GOAL OF THE EXERCISE
In the extract about the turmoil at OpenAI, which company does Amr Awadallah lead as CEO?

EXTRACT
*-*-*

The uncertainty, which continued over the weekend, threatened OpenAI’s elevated valuation and Microsoft’s stock price, which dropped sharply as the market closed on Friday. “It’s a disruption that could potentially slow down the rate of innovation and that’s not going to be good for Microsoft,” said Rishi Jaluria, an analyst at RBC Capital Markets. “OpenAI was going at breakneck speed.”
At the same time, companies that depend on OpenAI’s software were hastily looking at competing technologies, such as Meta Plaforms Inc.’s large language model, known as Llama. “As a startup, we are worried now. Do we continue with them or not?” said Amr Awadallah, the CEO of Vectara, which creates chatbots for corporate data.
He said that the choice to continue with OpenAI or seek out a competitor would depend on reassurances from the company and Microsoft. “We need Microsoft to speak up and say everything is stable, we’ll continue to focus on our customers and partners,” Awadallah said. “We need to hear something like that to restore our confidence.”
As Altman and his allies tried to orchestrate a return Sunday, Musk posted on X that he was “very worried. Ilya has a good moral compass and does not seek power. He would not take such drastic action unless he felt it was absolutely necessary.” Sutskever later told staff that the decision to hire Shear was a clear sign Altman wasn’t coming back.

*-*-*

STUDY MATERIAL
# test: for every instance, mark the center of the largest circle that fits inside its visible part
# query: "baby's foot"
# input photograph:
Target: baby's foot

*-*-*

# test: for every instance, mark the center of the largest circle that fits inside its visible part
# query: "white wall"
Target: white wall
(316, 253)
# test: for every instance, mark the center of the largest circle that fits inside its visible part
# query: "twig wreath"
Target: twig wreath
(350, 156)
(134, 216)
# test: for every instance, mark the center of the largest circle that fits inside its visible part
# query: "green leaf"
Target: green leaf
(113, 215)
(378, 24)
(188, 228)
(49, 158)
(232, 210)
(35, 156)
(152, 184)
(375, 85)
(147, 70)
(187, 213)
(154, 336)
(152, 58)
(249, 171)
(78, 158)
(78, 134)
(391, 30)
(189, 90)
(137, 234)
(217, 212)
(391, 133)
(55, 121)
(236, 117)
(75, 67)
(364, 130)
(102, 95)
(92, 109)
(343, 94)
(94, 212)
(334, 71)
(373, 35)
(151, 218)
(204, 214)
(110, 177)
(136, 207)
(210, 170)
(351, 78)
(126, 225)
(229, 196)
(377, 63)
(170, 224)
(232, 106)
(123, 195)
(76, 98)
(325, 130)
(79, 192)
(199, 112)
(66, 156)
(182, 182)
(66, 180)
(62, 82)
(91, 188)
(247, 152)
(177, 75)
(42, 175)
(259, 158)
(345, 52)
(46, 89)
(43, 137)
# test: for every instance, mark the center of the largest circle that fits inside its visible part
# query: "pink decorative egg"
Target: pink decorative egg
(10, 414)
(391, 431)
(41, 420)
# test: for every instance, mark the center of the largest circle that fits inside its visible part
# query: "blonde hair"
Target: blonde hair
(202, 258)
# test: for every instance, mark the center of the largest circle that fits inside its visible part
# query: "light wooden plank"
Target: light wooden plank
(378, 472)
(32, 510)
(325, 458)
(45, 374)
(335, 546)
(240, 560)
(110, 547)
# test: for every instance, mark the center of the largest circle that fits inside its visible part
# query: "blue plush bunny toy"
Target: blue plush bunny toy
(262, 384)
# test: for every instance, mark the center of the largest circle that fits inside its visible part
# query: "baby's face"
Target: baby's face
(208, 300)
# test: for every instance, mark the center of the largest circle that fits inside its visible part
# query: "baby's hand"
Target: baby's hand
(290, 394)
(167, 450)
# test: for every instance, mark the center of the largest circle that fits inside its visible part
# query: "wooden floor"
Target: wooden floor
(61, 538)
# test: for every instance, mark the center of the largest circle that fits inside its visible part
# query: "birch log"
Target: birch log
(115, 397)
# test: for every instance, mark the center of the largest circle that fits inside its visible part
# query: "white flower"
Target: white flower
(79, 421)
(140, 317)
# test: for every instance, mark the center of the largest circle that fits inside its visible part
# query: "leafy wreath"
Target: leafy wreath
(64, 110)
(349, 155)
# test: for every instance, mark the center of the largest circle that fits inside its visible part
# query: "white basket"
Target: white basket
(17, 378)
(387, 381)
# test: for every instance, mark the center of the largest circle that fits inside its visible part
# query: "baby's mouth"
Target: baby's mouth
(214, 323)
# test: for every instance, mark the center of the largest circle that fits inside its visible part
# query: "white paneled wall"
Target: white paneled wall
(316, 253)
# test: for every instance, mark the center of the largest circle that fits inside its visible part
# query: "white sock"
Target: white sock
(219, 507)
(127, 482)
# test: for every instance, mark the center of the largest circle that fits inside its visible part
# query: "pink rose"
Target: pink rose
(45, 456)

*-*-*

SOLUTION BELOW
Vectara, which creates chatbots for corporate data.